* **Problems to solve**:
A. According to the glossary page, roughly how many phonemes does English have?
B. Reproduce the part of the glossary page starting at "Related Terms" and ending at "roughly 44 phonemes.".
C. List every term that the glossary page gives under its "Related Terms" header.

What is Speech-to-Text (STT)?
The reverse of TTS: converting spoken audio into written text. Modern STT systems like OpenAI's Whisper handle accents, background noise, and many languages. Puppetry uses STT internally to align speech to visemes for accurate lip sync.
Related Terms
Text-to-Speech (TTS)
Technology that converts written text into spoken audio. Modern TTS systems produce natural-sounding voices with emotion, pacing, and accent control. Puppetry offers 500+ AI voices across 65+ languages.
Phoneme
The smallest unit of sound that distinguishes one word from another in a language. Speech-recognition and lip-sync systems first decompose audio into phonemes, then map each phoneme to a viseme (mouth shape) for animation. English has roughly 44 phonemes.
Lip Sync / Lip Syncing
The process of matching mouth movements to audio speech. In AI video, lip sync algorithms analyze audio waveforms and generate realistic mouth shapes frame-by-frame. Puppetry uses LivePortrait + Wav2Lip for production-quality lip sync across 65+ languages.
Viseme
The visual mouth shape that corresponds to a phoneme (a unit of sound). English uses roughly a dozen distinct visemes — for example, the "OO" lip-rounding shape covers several different phonemes that look the same on camera. AI lip-sync engines map audio to visemes frame-by-frame to produce believable mouth movement.

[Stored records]
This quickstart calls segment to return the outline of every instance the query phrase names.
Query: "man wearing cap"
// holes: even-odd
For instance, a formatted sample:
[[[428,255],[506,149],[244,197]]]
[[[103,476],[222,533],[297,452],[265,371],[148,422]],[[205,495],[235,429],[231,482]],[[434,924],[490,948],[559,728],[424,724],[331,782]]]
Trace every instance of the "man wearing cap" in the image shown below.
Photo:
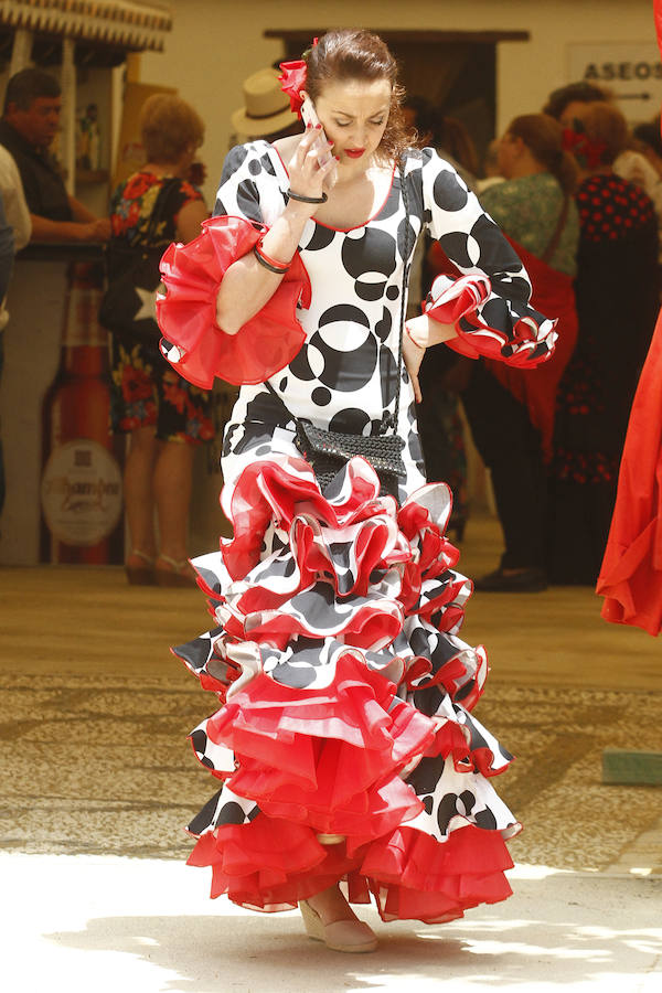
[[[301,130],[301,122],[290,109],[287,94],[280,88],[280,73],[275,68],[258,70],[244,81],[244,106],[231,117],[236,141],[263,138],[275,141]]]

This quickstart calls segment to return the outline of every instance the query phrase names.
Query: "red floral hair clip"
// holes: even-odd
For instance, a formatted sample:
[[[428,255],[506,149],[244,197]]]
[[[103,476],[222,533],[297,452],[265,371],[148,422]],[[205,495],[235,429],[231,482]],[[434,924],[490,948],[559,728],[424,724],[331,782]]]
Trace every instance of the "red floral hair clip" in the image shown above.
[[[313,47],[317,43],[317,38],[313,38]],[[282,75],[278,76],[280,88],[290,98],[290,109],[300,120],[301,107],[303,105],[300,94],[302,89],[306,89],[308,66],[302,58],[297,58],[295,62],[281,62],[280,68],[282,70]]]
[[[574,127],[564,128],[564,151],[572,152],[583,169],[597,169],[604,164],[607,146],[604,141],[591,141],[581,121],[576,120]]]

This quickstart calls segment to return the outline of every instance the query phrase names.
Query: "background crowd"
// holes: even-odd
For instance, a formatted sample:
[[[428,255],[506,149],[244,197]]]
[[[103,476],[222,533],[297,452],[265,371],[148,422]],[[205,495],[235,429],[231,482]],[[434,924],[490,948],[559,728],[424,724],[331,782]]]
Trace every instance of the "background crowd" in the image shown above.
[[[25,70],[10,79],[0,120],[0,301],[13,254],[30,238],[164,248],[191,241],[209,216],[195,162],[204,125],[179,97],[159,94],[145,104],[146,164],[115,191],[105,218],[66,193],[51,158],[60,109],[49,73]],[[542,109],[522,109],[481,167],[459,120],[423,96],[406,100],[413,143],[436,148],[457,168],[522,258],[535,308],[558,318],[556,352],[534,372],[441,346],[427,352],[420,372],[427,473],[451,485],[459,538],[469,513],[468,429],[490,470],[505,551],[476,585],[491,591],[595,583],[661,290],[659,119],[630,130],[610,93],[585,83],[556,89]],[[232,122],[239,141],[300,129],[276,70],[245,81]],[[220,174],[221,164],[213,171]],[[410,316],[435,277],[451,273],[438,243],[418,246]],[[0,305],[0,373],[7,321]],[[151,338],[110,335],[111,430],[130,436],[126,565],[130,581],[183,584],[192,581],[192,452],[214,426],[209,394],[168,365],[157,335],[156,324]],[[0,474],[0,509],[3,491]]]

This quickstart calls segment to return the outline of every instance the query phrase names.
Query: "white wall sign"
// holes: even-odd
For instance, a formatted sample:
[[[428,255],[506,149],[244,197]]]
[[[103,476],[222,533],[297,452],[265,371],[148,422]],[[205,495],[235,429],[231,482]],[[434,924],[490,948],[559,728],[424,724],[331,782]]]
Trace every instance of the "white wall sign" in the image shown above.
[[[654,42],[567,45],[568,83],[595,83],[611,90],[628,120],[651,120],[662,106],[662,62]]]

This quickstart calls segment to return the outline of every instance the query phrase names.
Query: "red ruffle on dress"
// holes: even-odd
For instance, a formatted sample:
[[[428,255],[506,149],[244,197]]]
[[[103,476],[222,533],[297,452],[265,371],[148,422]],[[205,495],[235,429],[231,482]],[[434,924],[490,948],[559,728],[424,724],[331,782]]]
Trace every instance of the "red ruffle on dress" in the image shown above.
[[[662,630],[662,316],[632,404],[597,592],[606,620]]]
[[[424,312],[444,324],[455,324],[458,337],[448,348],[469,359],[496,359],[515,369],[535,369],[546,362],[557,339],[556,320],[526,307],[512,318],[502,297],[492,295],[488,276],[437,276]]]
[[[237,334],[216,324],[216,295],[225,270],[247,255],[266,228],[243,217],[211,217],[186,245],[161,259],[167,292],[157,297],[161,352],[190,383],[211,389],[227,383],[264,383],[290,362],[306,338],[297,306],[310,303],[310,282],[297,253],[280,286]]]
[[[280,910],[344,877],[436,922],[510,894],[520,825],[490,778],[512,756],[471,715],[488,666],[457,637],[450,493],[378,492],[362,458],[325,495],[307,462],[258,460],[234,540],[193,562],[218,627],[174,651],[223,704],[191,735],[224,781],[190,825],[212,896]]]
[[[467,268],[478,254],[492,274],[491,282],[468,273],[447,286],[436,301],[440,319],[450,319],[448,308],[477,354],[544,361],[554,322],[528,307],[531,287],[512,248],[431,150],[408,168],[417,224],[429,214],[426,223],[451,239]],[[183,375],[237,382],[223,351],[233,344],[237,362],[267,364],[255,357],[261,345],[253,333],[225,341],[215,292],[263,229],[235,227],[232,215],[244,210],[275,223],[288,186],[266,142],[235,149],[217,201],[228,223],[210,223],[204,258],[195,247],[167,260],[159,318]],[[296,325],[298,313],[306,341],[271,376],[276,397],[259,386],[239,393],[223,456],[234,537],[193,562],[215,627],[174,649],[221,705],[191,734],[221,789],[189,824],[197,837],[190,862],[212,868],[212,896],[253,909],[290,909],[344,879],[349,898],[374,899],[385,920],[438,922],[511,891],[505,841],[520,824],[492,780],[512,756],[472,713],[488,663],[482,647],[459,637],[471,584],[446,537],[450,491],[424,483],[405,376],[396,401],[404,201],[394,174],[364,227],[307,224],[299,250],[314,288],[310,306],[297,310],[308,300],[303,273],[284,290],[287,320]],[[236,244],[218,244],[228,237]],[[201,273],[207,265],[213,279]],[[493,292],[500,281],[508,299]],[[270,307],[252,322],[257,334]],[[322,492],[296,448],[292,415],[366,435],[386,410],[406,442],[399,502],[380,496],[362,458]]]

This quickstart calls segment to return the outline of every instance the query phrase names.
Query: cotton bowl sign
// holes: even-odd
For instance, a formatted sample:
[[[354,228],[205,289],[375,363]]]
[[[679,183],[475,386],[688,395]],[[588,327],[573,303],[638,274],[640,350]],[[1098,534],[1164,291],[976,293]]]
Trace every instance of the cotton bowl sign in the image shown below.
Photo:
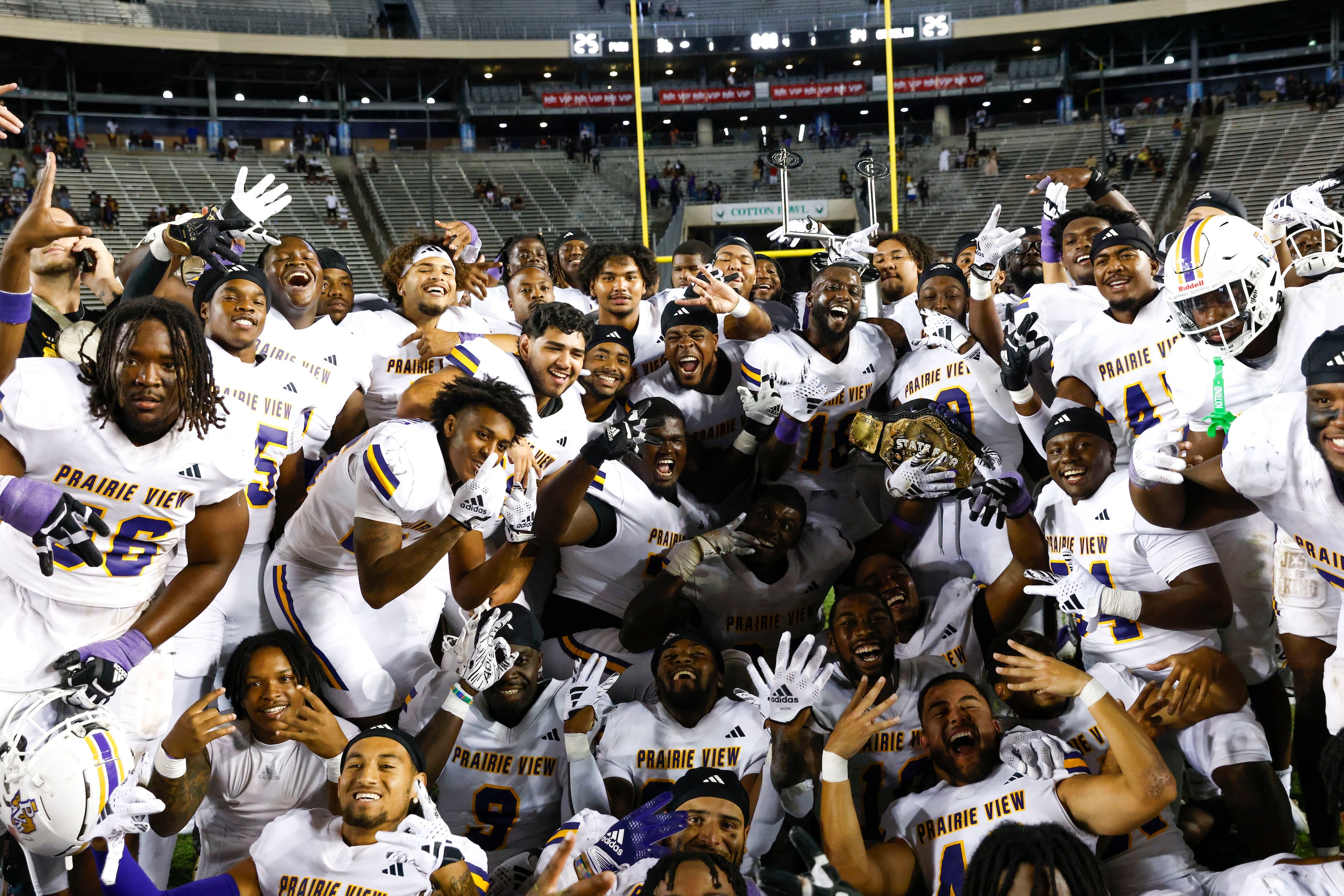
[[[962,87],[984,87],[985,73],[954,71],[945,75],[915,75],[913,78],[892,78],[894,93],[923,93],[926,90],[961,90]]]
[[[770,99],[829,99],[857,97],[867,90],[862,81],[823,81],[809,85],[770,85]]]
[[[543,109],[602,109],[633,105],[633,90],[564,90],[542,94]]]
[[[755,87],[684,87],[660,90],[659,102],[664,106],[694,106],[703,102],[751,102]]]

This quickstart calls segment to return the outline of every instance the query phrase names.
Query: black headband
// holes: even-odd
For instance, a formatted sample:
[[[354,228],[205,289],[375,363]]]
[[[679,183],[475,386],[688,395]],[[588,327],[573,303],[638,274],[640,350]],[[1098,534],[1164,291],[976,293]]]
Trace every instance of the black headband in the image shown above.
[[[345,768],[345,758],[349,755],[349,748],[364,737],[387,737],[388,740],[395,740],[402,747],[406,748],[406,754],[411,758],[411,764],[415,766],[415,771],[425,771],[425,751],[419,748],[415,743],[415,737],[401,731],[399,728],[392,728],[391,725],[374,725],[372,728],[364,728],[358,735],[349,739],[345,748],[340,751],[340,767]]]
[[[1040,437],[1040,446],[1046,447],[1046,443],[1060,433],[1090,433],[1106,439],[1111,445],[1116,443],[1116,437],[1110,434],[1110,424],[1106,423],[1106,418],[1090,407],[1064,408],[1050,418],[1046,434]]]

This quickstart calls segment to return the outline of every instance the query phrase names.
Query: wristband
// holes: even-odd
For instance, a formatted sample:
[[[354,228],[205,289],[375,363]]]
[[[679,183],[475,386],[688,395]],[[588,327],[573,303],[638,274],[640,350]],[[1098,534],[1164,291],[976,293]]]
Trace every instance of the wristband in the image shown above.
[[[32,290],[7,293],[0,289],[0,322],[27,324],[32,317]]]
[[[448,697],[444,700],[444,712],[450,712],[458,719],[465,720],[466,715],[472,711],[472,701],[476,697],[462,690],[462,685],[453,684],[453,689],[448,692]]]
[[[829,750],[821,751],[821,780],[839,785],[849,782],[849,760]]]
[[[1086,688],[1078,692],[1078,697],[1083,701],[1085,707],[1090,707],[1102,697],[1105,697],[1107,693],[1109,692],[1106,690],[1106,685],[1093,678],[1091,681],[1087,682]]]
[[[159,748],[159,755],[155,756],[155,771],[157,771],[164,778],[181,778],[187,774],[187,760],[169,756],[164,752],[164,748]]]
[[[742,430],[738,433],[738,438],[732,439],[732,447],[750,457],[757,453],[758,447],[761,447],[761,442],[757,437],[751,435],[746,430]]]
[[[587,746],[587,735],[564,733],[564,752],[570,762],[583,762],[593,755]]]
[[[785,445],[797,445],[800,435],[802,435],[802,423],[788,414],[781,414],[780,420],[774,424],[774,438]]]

* **Answer set**:
A. Roughly 44.

B.
Related Terms
Text-to-Speech (TTS)
Technology that converts written text into spoken audio. Modern TTS systems produce natural-sounding voices with emotion, pacing, and accent control. Puppetry offers 500+ AI voices across 65+ languages.
Phoneme
The smallest unit of sound that distinguishes one word from another in a language. Speech-recognition and lip-sync systems first decompose audio into phonemes, then map each phoneme to a viseme (mouth shape) for animation. English has roughly 44 phonemes.

C.
Text-to-Speech (TTS)
Phoneme
Lip Sync / Lip Syncing
Viseme